**Extract provided**
I recently started reading Rachel Held Evans’ book Searching for Sunday,* a story about her difficult relationship with the church and what eventually brought her back to it. She frames the book around seven sacraments (baptism, confession, communion, and so on…). But what struck me was this passage:
“These are the seven sacraments named by Roman Catholic and Orthodox churches, but one need not consider them the church’s only sacraments. I could easily write about the sacrament of pilgrimage, the sacrament of foot washing, the sacrament of the Word, the sacrament of making chicken casseroles, or any number of outward signs of inward grace.”
The sacrament of making chicken casseroles.
I was so struck by that line because earlier in the same day, I took a quart of soup with all the fixin’s to a friend who’s been sick with walking pneumonia. Not exactly chicken casserole, but the same sentiment. It’s the sacrament of caring for other people. And it’s one that’s easy to dismiss.
For me, making soup from scratch and delivering it is easy. For some, that might be a nightmare. But we all have strengths when it comes to comforting others. As the recipient of kind gestures from friends and strangers alike during my mother-in-law’s battle with cancer and subsequent death, I can tell you this: it makes a difference. Something about soup seems to exemplify the way personal connections can nourish the soul. But even if making soup isn’t your gift, don’t underestimate the value of reaching out to a friend in need.

**What to produce**
Print the stretch of the essay on caring for sick friends from "I recently started" through "making chicken casseroles.", word for word. The material after the essay comes from a different source.

(Saved data entries)
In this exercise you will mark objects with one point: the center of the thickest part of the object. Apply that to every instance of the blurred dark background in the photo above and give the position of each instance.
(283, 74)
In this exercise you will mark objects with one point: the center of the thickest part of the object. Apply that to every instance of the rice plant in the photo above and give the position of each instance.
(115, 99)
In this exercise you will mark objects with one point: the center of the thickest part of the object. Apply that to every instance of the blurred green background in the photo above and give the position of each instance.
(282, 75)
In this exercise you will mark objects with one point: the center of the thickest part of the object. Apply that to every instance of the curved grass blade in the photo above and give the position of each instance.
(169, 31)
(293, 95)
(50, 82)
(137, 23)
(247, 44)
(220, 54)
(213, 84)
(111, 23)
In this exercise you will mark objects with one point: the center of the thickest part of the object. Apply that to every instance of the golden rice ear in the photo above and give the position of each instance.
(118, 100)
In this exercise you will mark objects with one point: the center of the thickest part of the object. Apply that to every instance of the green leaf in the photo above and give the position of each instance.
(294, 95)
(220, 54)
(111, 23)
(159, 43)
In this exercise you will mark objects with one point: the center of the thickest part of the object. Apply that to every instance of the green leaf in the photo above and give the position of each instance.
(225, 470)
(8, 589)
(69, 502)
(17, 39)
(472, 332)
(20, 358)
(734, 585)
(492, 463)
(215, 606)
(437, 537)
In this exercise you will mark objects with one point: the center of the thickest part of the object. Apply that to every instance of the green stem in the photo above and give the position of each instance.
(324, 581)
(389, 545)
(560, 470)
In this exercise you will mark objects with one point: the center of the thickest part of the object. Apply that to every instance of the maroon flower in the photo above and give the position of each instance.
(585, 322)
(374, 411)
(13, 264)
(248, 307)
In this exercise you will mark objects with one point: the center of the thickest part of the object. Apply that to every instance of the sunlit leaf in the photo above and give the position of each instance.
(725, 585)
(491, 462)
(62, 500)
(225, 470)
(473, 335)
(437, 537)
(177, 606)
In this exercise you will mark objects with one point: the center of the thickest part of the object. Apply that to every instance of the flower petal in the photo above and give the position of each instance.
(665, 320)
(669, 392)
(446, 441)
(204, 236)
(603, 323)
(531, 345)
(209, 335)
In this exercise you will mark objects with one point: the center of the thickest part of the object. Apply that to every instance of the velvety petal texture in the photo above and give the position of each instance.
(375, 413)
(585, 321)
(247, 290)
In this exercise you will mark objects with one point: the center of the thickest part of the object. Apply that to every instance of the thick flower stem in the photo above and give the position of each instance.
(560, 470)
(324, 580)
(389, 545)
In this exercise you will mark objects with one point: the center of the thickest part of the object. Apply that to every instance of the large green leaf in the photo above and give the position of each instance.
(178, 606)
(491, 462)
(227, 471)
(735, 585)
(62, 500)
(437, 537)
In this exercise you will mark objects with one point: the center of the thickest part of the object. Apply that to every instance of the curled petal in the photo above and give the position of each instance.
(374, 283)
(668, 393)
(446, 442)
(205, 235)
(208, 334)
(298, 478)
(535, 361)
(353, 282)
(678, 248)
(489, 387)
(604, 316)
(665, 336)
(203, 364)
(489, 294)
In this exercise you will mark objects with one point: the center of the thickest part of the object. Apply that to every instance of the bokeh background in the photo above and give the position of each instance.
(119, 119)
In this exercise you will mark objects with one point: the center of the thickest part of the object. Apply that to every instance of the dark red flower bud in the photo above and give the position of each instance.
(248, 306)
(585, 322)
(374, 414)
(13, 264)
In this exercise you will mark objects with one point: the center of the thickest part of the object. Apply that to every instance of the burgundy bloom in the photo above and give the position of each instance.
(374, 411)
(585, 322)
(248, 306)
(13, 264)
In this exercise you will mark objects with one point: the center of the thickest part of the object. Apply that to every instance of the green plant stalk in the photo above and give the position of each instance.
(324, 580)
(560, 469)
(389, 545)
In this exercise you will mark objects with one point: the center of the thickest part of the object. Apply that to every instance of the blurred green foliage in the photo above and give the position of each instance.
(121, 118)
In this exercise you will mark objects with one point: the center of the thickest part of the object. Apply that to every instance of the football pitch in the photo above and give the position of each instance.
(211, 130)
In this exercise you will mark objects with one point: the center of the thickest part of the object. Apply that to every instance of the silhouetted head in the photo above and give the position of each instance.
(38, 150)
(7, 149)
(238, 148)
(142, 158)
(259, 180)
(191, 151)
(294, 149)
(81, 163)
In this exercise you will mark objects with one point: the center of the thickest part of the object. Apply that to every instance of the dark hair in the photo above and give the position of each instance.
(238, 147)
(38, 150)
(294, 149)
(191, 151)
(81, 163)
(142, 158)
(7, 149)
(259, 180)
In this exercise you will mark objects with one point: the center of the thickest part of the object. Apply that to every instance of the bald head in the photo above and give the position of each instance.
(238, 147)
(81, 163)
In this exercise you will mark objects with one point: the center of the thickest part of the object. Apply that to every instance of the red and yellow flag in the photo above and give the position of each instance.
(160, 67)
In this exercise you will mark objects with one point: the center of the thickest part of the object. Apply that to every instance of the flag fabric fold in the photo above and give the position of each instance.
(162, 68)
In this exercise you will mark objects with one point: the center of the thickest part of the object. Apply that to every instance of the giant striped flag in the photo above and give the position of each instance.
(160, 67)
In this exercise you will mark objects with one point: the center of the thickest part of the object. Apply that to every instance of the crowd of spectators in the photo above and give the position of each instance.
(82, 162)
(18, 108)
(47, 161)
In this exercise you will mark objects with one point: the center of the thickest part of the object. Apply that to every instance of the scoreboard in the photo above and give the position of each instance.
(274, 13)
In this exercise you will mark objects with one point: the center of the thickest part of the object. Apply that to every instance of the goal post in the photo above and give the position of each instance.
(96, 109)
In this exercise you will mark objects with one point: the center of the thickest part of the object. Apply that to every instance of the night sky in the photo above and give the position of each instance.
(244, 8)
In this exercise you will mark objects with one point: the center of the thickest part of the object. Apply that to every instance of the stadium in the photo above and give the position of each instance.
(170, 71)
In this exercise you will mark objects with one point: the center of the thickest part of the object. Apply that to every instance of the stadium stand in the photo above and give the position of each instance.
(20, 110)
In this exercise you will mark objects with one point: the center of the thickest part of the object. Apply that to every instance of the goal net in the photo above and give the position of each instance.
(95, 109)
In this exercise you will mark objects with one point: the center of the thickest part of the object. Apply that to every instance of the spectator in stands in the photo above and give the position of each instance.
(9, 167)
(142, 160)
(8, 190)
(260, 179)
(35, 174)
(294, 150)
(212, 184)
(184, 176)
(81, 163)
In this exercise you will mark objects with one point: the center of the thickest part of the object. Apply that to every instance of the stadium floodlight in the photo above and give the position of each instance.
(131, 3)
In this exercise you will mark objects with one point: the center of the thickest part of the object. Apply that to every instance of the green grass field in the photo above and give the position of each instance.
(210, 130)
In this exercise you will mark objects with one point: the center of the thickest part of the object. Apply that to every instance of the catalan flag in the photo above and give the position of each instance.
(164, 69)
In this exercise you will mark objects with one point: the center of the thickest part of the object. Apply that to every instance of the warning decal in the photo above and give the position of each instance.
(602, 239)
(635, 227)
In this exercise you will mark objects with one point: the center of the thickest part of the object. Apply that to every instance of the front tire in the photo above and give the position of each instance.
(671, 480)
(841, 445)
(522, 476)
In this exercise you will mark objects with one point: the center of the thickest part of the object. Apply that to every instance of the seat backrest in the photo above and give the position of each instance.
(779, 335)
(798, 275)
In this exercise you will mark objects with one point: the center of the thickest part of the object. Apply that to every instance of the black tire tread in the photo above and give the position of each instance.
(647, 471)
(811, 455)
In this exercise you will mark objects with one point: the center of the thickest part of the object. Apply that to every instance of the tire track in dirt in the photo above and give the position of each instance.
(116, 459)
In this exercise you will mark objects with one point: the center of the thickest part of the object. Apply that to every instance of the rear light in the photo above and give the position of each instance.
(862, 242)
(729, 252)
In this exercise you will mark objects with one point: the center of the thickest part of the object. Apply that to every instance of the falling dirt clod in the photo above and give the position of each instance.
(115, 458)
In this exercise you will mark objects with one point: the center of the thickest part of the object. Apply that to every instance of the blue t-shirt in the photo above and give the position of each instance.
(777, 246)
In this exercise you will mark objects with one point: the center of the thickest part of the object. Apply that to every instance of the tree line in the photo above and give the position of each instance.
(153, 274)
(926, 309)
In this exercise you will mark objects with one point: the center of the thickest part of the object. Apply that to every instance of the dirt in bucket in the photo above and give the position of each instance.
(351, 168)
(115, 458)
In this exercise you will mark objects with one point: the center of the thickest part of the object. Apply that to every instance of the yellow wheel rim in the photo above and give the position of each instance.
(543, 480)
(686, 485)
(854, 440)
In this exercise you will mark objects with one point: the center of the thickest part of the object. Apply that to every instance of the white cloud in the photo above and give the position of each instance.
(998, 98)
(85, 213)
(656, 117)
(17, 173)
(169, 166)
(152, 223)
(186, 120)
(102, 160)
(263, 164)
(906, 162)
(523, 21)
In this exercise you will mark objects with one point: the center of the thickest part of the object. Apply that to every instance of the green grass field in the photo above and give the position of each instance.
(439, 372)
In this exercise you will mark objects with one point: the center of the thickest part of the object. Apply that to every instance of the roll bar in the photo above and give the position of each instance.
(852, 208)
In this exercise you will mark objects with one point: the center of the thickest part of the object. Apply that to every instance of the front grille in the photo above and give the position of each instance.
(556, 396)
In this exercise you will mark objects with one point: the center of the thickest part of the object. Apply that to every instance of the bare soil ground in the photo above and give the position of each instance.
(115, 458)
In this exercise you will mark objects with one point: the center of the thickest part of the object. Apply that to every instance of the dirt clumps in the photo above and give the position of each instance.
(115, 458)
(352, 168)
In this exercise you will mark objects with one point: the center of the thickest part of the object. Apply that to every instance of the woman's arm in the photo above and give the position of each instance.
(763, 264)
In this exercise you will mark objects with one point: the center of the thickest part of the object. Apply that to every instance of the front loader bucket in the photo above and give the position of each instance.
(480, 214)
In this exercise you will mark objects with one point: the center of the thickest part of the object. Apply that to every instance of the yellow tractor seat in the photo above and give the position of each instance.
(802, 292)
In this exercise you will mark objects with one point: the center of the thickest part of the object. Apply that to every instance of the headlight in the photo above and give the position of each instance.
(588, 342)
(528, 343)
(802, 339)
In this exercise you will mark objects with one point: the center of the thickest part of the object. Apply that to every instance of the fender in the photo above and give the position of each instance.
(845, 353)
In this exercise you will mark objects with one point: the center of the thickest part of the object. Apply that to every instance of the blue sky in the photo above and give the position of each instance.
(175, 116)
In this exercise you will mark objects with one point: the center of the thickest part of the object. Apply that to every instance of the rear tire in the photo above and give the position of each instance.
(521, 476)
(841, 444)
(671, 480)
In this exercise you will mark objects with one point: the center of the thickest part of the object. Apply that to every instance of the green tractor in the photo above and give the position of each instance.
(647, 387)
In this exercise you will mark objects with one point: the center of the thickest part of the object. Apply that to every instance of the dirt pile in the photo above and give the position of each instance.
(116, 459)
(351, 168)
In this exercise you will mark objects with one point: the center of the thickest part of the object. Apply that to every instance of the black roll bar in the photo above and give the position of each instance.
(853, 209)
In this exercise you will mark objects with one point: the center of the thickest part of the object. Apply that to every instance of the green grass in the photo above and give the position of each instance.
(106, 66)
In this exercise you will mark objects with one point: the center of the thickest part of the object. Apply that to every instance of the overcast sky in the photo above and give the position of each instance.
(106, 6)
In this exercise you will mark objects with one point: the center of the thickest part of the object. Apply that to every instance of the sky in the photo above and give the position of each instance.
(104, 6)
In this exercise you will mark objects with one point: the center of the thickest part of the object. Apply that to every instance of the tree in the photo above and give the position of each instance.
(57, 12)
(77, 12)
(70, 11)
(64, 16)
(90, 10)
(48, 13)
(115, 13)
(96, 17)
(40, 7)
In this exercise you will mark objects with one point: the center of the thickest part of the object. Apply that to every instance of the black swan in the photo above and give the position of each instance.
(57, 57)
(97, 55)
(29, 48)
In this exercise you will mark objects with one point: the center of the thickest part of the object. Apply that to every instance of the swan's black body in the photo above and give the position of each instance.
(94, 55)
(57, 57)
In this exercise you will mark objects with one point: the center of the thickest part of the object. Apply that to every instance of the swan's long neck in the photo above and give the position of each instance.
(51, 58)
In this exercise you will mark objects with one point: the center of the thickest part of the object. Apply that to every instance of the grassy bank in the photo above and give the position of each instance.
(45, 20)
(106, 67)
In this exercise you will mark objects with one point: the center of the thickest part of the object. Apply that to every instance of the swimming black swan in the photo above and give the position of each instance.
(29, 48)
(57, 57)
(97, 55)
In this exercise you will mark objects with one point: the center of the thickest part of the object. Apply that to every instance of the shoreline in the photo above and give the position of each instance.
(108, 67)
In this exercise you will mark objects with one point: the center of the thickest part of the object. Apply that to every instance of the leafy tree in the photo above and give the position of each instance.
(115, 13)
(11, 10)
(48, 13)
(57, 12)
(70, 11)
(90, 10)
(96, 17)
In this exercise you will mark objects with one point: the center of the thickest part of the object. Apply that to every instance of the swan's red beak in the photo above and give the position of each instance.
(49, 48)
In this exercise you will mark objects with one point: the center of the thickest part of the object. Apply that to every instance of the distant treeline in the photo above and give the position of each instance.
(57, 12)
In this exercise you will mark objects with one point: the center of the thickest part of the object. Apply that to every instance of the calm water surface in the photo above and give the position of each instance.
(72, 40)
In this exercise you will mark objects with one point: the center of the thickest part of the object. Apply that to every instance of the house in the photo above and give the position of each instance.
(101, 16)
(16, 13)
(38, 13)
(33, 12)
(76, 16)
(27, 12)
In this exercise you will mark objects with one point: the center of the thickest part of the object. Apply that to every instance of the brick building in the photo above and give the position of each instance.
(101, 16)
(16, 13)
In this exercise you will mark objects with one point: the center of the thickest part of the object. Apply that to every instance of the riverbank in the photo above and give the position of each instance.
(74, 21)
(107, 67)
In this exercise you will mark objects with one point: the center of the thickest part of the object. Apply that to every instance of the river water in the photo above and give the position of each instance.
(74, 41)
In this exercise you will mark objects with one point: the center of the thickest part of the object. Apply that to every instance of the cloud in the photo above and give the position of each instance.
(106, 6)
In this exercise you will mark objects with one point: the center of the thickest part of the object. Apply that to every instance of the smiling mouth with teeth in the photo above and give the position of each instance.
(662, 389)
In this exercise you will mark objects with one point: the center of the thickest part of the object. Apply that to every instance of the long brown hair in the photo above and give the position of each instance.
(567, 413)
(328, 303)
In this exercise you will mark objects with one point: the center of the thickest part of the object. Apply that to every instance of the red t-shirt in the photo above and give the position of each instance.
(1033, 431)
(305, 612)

**Result of this task**
I recently started reading Rachel Held Evans’ book Searching for Sunday,* a story about her difficult relationship with the church and what eventually brought her back to it. She frames the book around seven sacraments (baptism, confession, communion, and so on…). But what struck me was this passage:
“These are the seven sacraments named by Roman Catholic and Orthodox churches, but one need not consider them the church’s only sacraments. I could easily write about the sacrament of pilgrimage, the sacrament of foot washing, the sacrament of the Word, the sacrament of making chicken casseroles, or any number of outward signs of inward grace.”
The sacrament of making chicken casseroles.